Saved entries:
________________________

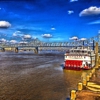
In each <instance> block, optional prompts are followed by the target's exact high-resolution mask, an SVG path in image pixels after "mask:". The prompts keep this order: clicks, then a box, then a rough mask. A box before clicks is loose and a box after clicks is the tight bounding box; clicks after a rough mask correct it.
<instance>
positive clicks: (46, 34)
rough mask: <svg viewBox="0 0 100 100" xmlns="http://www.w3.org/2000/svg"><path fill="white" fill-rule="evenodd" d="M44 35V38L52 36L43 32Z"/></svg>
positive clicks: (49, 37) (49, 34)
mask: <svg viewBox="0 0 100 100" xmlns="http://www.w3.org/2000/svg"><path fill="white" fill-rule="evenodd" d="M42 37H44V38H51V37H52V35H51V34H42Z"/></svg>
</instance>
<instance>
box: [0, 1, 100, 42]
mask: <svg viewBox="0 0 100 100" xmlns="http://www.w3.org/2000/svg"><path fill="white" fill-rule="evenodd" d="M99 5H100V1H99V0H55V1H54V0H28V1H27V0H21V1H18V0H17V1H16V0H9V1H8V0H4V1H0V12H1V13H0V41H4V42H13V43H16V42H19V41H24V40H27V41H30V40H31V39H35V38H38V39H39V40H40V41H45V42H48V41H49V42H61V41H62V42H63V41H69V40H73V39H83V40H84V39H88V38H91V37H93V36H96V35H97V34H98V33H100V28H99V26H100V6H99Z"/></svg>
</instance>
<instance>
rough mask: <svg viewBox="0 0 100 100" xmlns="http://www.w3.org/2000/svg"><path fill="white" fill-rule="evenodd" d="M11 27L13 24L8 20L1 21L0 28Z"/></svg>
mask: <svg viewBox="0 0 100 100" xmlns="http://www.w3.org/2000/svg"><path fill="white" fill-rule="evenodd" d="M8 27H11V24H10V23H9V22H7V21H0V28H8Z"/></svg>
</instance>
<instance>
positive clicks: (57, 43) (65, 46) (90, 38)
mask: <svg viewBox="0 0 100 100" xmlns="http://www.w3.org/2000/svg"><path fill="white" fill-rule="evenodd" d="M96 42H98V45H99V46H100V34H98V35H97V36H94V37H91V38H89V39H87V40H71V41H69V42H42V41H39V40H38V39H34V40H32V41H31V42H28V43H24V42H23V43H16V44H10V43H9V44H6V43H0V48H1V49H0V50H1V51H6V50H7V51H15V52H18V50H23V51H24V50H29V51H31V50H33V51H34V52H35V53H38V50H56V51H57V50H58V51H66V49H69V48H72V47H79V46H83V45H84V46H89V47H91V48H92V49H94V47H95V44H96Z"/></svg>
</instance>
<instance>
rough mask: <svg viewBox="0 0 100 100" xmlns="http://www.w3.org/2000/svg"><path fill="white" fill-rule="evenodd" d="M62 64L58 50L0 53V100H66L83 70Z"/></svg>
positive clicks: (6, 52)
mask: <svg viewBox="0 0 100 100" xmlns="http://www.w3.org/2000/svg"><path fill="white" fill-rule="evenodd" d="M63 63H64V53H59V52H58V53H57V52H53V53H52V52H50V53H43V52H40V53H39V54H34V53H33V52H19V53H14V52H0V100H66V98H67V97H70V91H71V90H72V89H77V83H78V82H80V81H81V76H82V74H83V73H85V71H72V70H63V69H62V67H61V64H63Z"/></svg>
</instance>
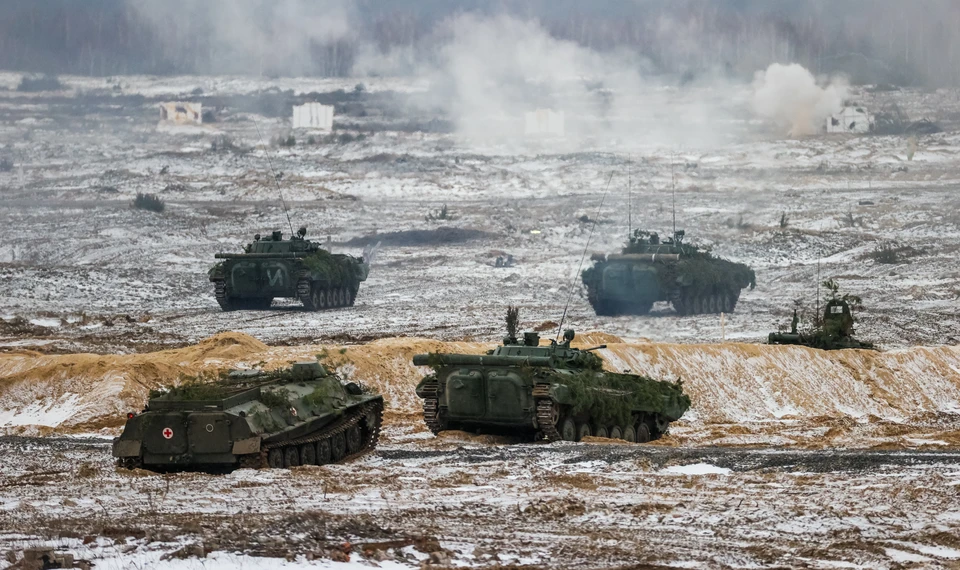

________________________

## TASK DETAILS
All of the records above should be reproduced exactly, with the pictures left out.

## SOLUTION TO THE PROBLEM
In each <instance> block, optional prompts are followed by the target's exact high-resolution mask, an SVG path in image pixels after "mask:". The prompts keep this order: clicks, then a box, then a rough mask. A box before clicks is loose and a box after clicks is the tight bounding box; clicks after a rough mask correct it.
<instance>
positive clicks: (46, 34)
rough mask: <svg viewBox="0 0 100 100" xmlns="http://www.w3.org/2000/svg"><path fill="white" fill-rule="evenodd" d="M44 35V38L52 36L43 32Z"/></svg>
positive clicks: (49, 37) (49, 34)
mask: <svg viewBox="0 0 100 100" xmlns="http://www.w3.org/2000/svg"><path fill="white" fill-rule="evenodd" d="M42 37H44V38H51V37H52V35H51V34H42Z"/></svg>
</instance>
<instance>
box: [0, 1, 100, 42]
mask: <svg viewBox="0 0 100 100" xmlns="http://www.w3.org/2000/svg"><path fill="white" fill-rule="evenodd" d="M99 5H100V1H99V0H55V1H54V0H28V1H27V0H21V1H18V0H17V1H16V0H9V1H8V0H4V1H0V12H1V13H0V41H4V42H13V43H16V42H19V41H24V40H27V41H30V40H31V39H35V38H38V39H39V40H40V41H45V42H48V41H49V42H61V41H62V42H63V41H69V40H73V39H83V40H84V39H88V38H91V37H93V36H96V35H97V34H98V33H100V28H99V26H100V6H99Z"/></svg>
</instance>
<instance>
rough mask: <svg viewBox="0 0 100 100" xmlns="http://www.w3.org/2000/svg"><path fill="white" fill-rule="evenodd" d="M11 27L13 24L8 20L1 21L0 28Z"/></svg>
mask: <svg viewBox="0 0 100 100" xmlns="http://www.w3.org/2000/svg"><path fill="white" fill-rule="evenodd" d="M8 27H11V24H10V23H9V22H7V21H0V28H8Z"/></svg>
</instance>
<instance>
positive clicks: (57, 43) (65, 46) (90, 38)
mask: <svg viewBox="0 0 100 100" xmlns="http://www.w3.org/2000/svg"><path fill="white" fill-rule="evenodd" d="M96 42H98V45H99V46H100V34H98V35H97V36H94V37H91V38H89V39H87V40H71V41H69V42H42V41H39V40H38V39H34V40H32V41H31V42H28V43H24V42H23V43H16V44H10V43H9V44H6V43H0V48H1V49H0V50H1V51H6V50H7V51H15V52H18V50H23V51H24V50H29V51H31V50H33V51H34V52H35V53H38V50H56V51H57V50H58V51H66V49H69V48H72V47H79V46H83V45H84V46H89V47H91V48H92V49H94V47H95V44H96Z"/></svg>
</instance>
<instance>
rough mask: <svg viewBox="0 0 100 100" xmlns="http://www.w3.org/2000/svg"><path fill="white" fill-rule="evenodd" d="M62 64L58 50L0 53V100H66L83 70Z"/></svg>
positive clicks: (6, 52)
mask: <svg viewBox="0 0 100 100" xmlns="http://www.w3.org/2000/svg"><path fill="white" fill-rule="evenodd" d="M63 63H64V53H59V52H58V53H57V52H53V53H52V52H50V53H43V52H40V53H39V54H34V53H33V52H19V53H14V52H0V100H66V98H67V97H70V91H71V90H72V89H77V83H78V82H80V81H81V76H82V74H83V73H85V71H72V70H63V69H62V67H61V64H63Z"/></svg>
</instance>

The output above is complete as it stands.